— start EXERCISE MATERIAL —

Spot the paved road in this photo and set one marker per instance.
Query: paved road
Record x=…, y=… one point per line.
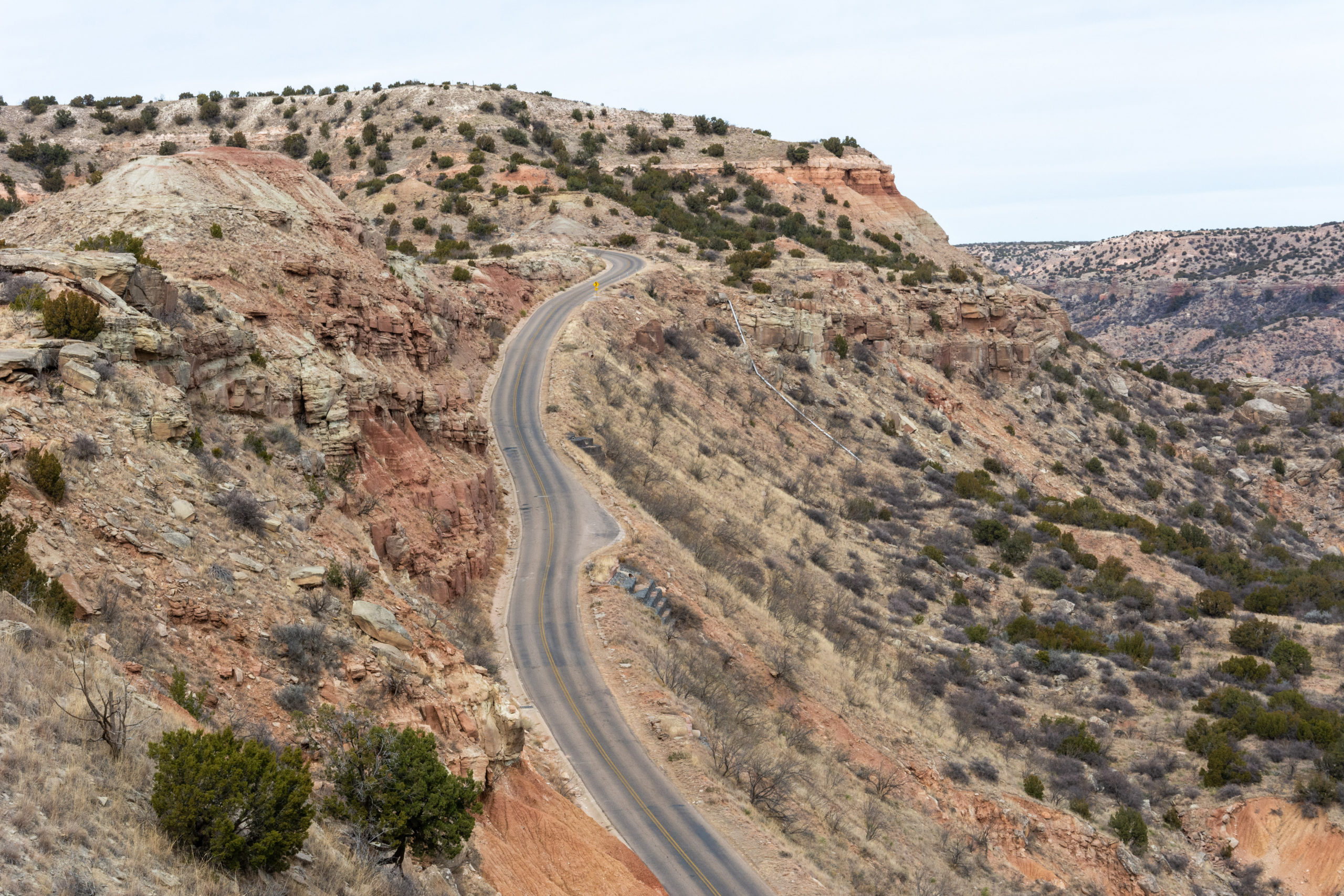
x=562, y=524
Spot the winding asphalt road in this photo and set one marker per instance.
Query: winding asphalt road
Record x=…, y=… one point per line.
x=562, y=525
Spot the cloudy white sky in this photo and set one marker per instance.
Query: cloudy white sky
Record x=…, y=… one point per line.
x=1034, y=120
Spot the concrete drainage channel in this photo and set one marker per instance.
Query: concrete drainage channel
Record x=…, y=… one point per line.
x=649, y=596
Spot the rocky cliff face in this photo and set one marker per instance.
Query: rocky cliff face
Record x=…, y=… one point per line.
x=1247, y=301
x=356, y=385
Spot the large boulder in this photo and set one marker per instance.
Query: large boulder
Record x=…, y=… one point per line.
x=81, y=378
x=151, y=292
x=308, y=577
x=651, y=338
x=81, y=352
x=381, y=625
x=109, y=269
x=1295, y=399
x=1261, y=413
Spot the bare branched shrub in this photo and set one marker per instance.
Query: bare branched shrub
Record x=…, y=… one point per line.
x=469, y=618
x=107, y=710
x=84, y=448
x=307, y=647
x=319, y=602
x=244, y=511
x=875, y=818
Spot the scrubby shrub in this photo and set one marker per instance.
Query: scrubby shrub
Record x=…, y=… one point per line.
x=933, y=554
x=295, y=145
x=1135, y=648
x=45, y=471
x=1129, y=827
x=84, y=446
x=183, y=696
x=1214, y=604
x=1246, y=669
x=1290, y=659
x=30, y=299
x=230, y=801
x=407, y=801
x=1016, y=549
x=71, y=316
x=1256, y=637
x=1067, y=736
x=243, y=511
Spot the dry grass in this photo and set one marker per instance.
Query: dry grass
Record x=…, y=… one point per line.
x=54, y=779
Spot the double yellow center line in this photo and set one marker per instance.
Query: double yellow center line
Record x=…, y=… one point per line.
x=546, y=642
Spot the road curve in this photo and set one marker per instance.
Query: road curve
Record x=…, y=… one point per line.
x=562, y=524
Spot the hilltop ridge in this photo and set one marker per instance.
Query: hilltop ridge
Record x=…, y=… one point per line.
x=1069, y=624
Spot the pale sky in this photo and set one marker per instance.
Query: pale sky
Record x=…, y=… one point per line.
x=1007, y=121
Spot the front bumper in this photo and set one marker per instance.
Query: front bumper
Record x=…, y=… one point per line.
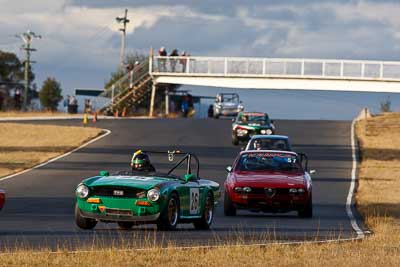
x=119, y=218
x=281, y=203
x=119, y=209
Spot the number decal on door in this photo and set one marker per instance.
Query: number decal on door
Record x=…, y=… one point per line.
x=194, y=201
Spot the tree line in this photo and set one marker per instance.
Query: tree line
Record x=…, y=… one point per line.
x=12, y=84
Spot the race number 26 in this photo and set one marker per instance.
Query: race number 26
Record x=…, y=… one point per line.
x=194, y=200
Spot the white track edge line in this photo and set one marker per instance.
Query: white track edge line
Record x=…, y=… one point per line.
x=106, y=132
x=349, y=201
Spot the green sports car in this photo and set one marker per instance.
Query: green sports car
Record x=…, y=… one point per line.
x=163, y=198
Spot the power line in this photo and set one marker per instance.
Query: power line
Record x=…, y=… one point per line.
x=27, y=38
x=124, y=20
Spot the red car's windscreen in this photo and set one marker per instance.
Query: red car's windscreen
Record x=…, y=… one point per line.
x=269, y=161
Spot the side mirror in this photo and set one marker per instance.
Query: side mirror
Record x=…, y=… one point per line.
x=104, y=173
x=189, y=177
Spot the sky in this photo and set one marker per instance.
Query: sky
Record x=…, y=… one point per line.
x=81, y=42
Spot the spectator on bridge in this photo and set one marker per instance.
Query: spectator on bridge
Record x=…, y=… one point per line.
x=183, y=61
x=161, y=62
x=173, y=61
x=185, y=106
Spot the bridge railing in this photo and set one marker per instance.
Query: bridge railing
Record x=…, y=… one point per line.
x=275, y=67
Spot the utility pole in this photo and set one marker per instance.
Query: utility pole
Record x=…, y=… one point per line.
x=27, y=38
x=124, y=20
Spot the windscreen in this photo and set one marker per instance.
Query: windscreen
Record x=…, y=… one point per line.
x=230, y=98
x=269, y=161
x=254, y=118
x=269, y=144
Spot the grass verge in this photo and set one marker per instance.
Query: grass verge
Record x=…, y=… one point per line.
x=377, y=200
x=24, y=145
x=9, y=114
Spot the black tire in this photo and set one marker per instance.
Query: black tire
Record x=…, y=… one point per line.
x=208, y=214
x=169, y=217
x=307, y=212
x=125, y=225
x=82, y=222
x=229, y=208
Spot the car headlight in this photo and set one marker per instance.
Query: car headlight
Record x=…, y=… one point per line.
x=241, y=132
x=238, y=189
x=246, y=189
x=82, y=191
x=153, y=194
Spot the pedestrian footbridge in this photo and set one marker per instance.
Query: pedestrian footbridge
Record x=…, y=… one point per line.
x=278, y=73
x=140, y=84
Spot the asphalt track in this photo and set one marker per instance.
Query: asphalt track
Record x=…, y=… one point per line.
x=39, y=208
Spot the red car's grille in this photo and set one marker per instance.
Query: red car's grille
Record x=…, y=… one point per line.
x=117, y=191
x=266, y=191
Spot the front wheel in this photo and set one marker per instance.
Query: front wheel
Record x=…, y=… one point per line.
x=82, y=222
x=307, y=212
x=169, y=217
x=125, y=225
x=229, y=208
x=208, y=214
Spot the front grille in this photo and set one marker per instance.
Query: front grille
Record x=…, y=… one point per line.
x=118, y=212
x=109, y=191
x=262, y=191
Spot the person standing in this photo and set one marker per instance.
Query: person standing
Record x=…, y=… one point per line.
x=183, y=61
x=172, y=60
x=161, y=61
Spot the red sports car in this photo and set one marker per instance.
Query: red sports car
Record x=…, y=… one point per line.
x=269, y=181
x=2, y=198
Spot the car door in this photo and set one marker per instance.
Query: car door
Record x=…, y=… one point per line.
x=191, y=200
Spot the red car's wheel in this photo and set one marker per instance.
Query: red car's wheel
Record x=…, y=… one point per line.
x=307, y=212
x=229, y=208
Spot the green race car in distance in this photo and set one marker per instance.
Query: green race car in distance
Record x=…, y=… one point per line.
x=248, y=124
x=164, y=198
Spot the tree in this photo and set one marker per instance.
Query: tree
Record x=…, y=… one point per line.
x=12, y=75
x=50, y=94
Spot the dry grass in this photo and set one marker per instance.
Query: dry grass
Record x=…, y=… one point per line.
x=24, y=145
x=377, y=199
x=6, y=114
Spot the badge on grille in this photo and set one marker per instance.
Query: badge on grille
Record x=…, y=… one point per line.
x=269, y=192
x=118, y=193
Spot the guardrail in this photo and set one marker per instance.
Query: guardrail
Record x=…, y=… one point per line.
x=275, y=67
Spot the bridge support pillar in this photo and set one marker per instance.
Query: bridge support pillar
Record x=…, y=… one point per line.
x=152, y=99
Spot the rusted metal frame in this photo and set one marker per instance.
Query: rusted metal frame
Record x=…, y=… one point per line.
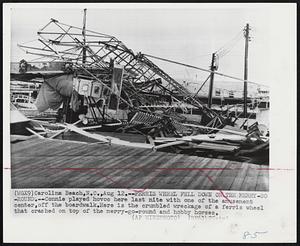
x=128, y=63
x=96, y=57
x=78, y=28
x=63, y=34
x=176, y=85
x=149, y=68
x=134, y=66
x=46, y=25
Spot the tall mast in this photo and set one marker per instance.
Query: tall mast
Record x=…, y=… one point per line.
x=83, y=34
x=211, y=84
x=247, y=39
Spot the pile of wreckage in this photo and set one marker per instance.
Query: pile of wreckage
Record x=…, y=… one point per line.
x=98, y=85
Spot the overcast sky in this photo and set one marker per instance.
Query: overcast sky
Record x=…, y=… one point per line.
x=185, y=33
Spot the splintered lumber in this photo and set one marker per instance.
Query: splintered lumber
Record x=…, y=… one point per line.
x=217, y=137
x=110, y=140
x=242, y=133
x=204, y=138
x=35, y=133
x=15, y=138
x=168, y=144
x=217, y=147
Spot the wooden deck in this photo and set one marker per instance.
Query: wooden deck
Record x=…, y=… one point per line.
x=43, y=163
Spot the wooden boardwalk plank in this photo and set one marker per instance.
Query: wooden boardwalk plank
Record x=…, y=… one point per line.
x=42, y=163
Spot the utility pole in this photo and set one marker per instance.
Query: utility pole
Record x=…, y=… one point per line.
x=212, y=68
x=247, y=39
x=83, y=34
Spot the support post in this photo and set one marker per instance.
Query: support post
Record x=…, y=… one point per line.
x=246, y=34
x=212, y=68
x=83, y=34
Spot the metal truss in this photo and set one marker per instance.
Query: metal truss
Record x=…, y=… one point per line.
x=92, y=54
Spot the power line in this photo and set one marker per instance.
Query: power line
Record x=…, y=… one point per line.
x=204, y=70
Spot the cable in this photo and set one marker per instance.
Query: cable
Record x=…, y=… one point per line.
x=205, y=70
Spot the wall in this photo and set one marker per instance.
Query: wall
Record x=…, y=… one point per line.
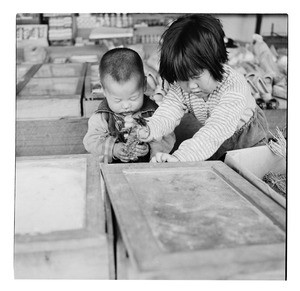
x=242, y=26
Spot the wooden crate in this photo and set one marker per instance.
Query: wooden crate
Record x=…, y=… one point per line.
x=24, y=73
x=61, y=70
x=92, y=90
x=191, y=221
x=50, y=137
x=50, y=98
x=254, y=163
x=59, y=219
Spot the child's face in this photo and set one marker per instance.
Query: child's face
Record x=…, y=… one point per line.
x=125, y=97
x=204, y=84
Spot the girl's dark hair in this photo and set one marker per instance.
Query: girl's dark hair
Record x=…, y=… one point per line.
x=121, y=64
x=193, y=43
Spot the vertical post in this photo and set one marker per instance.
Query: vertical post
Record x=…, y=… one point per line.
x=258, y=23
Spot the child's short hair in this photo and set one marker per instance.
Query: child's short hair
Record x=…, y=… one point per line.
x=121, y=64
x=193, y=43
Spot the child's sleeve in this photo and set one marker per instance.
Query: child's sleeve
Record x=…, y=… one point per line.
x=168, y=115
x=98, y=140
x=220, y=126
x=165, y=145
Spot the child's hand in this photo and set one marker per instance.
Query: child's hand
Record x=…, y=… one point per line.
x=163, y=158
x=142, y=150
x=118, y=152
x=142, y=131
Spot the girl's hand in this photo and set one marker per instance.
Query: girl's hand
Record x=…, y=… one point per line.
x=143, y=132
x=142, y=150
x=119, y=153
x=163, y=158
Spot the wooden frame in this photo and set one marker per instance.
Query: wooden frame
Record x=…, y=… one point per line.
x=54, y=104
x=29, y=74
x=148, y=260
x=92, y=232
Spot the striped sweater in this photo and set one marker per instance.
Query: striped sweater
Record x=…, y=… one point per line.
x=227, y=108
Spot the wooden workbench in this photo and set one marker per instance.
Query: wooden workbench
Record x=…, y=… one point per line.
x=190, y=221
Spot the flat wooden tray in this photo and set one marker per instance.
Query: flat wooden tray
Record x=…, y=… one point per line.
x=38, y=88
x=61, y=70
x=196, y=221
x=57, y=203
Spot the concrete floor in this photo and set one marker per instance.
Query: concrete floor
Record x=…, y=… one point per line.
x=35, y=138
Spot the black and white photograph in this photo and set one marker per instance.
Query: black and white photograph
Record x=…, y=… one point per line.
x=151, y=145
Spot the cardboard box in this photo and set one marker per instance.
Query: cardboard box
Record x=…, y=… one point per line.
x=253, y=164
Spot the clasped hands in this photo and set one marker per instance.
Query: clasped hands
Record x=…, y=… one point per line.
x=143, y=135
x=120, y=153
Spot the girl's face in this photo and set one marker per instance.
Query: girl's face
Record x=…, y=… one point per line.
x=201, y=85
x=125, y=97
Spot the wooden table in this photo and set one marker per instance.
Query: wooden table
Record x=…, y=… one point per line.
x=59, y=219
x=190, y=221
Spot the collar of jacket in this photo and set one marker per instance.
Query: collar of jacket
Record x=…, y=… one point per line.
x=148, y=106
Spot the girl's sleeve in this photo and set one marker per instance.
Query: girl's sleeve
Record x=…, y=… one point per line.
x=168, y=115
x=98, y=140
x=221, y=125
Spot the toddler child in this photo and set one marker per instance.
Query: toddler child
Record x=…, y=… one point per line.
x=123, y=81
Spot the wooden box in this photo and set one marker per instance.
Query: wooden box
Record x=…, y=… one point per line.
x=191, y=221
x=254, y=163
x=50, y=98
x=59, y=219
x=50, y=137
x=24, y=73
x=61, y=70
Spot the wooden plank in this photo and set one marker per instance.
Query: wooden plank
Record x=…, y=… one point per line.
x=87, y=263
x=49, y=87
x=50, y=137
x=53, y=184
x=50, y=98
x=202, y=216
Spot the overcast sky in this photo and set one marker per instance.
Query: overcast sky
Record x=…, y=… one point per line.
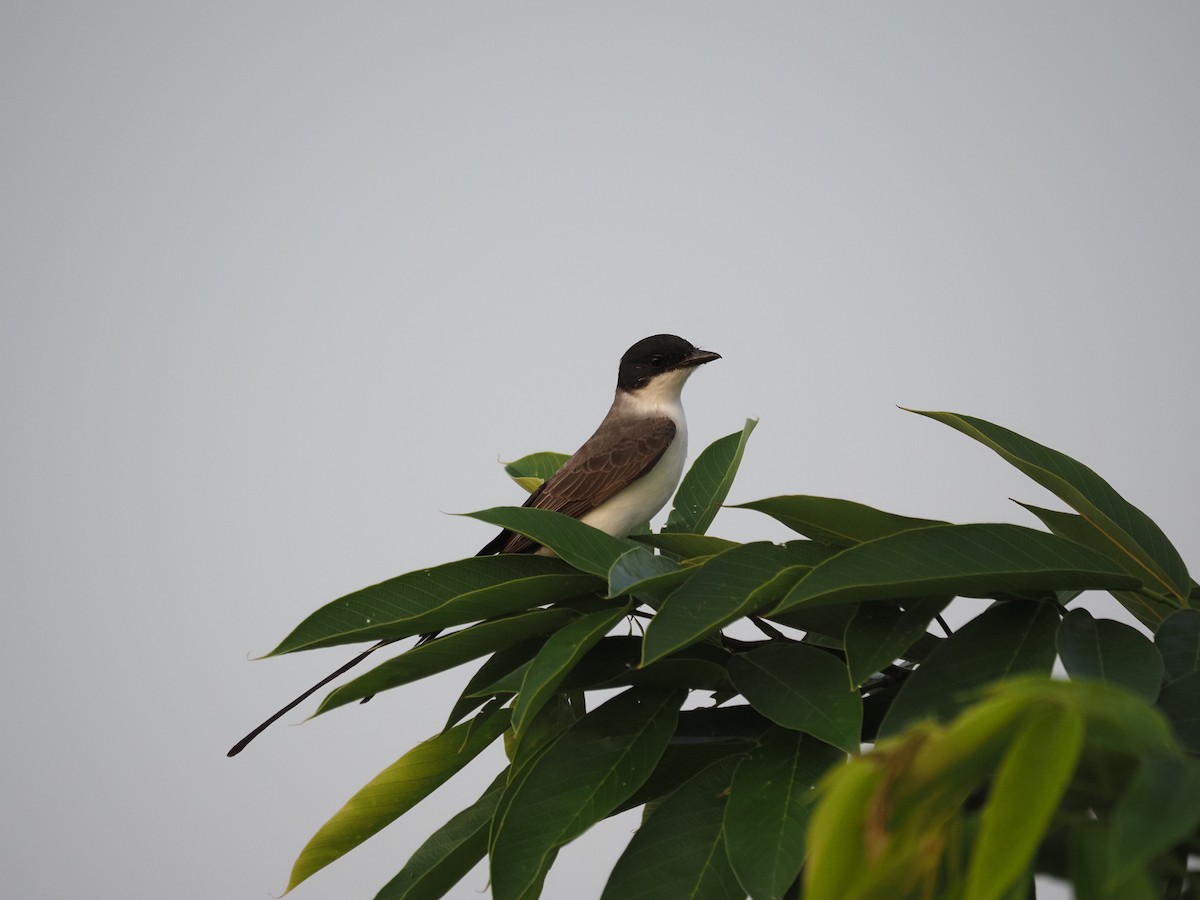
x=282, y=282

— end EXERCISE MATERIAL —

- WRITTEN PROBLEM
Quote the rows word for word, starting at the line that contains "Spot the cable" and ending after the line that contains "x=204, y=84". Leave out the pictures.

- SOLUTION BELOW
Spot the cable in this photo and set one marker per instance.
Query: cable
Record x=…, y=… one point per line.
x=205, y=70
Spot the wall in this photo and set one marker per instance.
Query: wall
Record x=…, y=… one point per line.
x=242, y=26
Spot the wooden crate in this photo and set one marker per instance.
Query: wooden crate
Record x=…, y=… one point per line.
x=24, y=73
x=61, y=70
x=92, y=90
x=191, y=221
x=50, y=137
x=50, y=98
x=254, y=163
x=59, y=219
Spot the child's face in this photo and set one marker per instance.
Query: child's face
Record x=…, y=… one point per line.
x=125, y=97
x=204, y=84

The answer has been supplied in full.